* TASK REQUIREMENTS *
**1)** Decide whether each statement agrees with the Jay Newman biography: (a) Newman received his Juris Doctor from Columbia University in 1976; (b) Undermoney was published by Scribner Books in 2020; (c) Newman founded leasing companies in Latin America. Answer yes or no for each and quote the deciding words.
**2)** According to the Jay Newman biography, what field was Newman's Master of Laws degree from New York University in?
**3)** Please duplicate the part of the Jay Newman biography that opens with the words containing "His early career" and closes with "and managed negotiations.".

* TEXT EXCERPT *
▼

- Born: 1951 (age 74–75) New York City, U.S.
- Education: Yale University (BA) Columbia University Law School (JD) New York University (LLM)
- Spouse: Elissa Lipcon Kramer
- Children: 4

= Jay Newman (businessman) =

American novelist and former hedge fund portfolio manager

Jay Newman (born 1951) is an American novelist and a former hedge fund portfolio manager for Elliott Management Corporation who led one of the most notable hedge fund trades in history. His novel about dark money and global politics, Undermoney, was published by Scribner Books in 2022.

== Early life and education ==
Newman was born in New York City in 1951. He graduated magna cum laude with a B.A. in economics from Yale University in 1973. He received his Juris Doctor degree in 1976 from Columbia University, where he was the Harlan Fiske Stone Scholar and editor of the Columbia Law Review. He also earned a Master of Laws degree in Tax Law from New York University in 1981.

== Career ==
=== Finance career ===

Newman spent 40 years in international finance, with a primary focus on managing investments in sovereign debt, including the distressed sovereign debt of Latin American, Eastern European, African, and Asian countries. He has also worked as a trader, investment banker and investor.

His early career included Shearson Lehman/Lehman Brothers, where he established the first trading desk at any Wall Street firm to create liquidity in the defaulted debt of developing countries. As an equity investor, he founded leasing companies in Central and Eastern Europe. He has invested in the debt of dozens of countries and managed negotiations.

▲

* DATA PROVIDED *
▼

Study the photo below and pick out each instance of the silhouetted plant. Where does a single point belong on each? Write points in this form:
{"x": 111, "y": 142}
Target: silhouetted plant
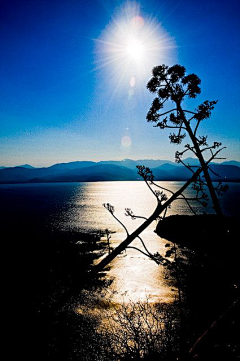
{"x": 172, "y": 84}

▲

* ANSWER SECTION *
**1)**
(a) Yes: "He received his Juris Doctor degree in 1976 from Columbia University"
(b) No: "was published by Scribner Books in 2022"
(c) No: "he founded leasing companies in Central and Eastern Europe"

**2)** Tax Law.

**3)**
His early career included Shearson Lehman/Lehman Brothers, where he established the first trading desk at any Wall Street firm to create liquidity in the defaulted debt of developing countries. As an equity investor, he founded leasing companies in Central and Eastern Europe. He has invested in the debt of dozens of countries and managed negotiations.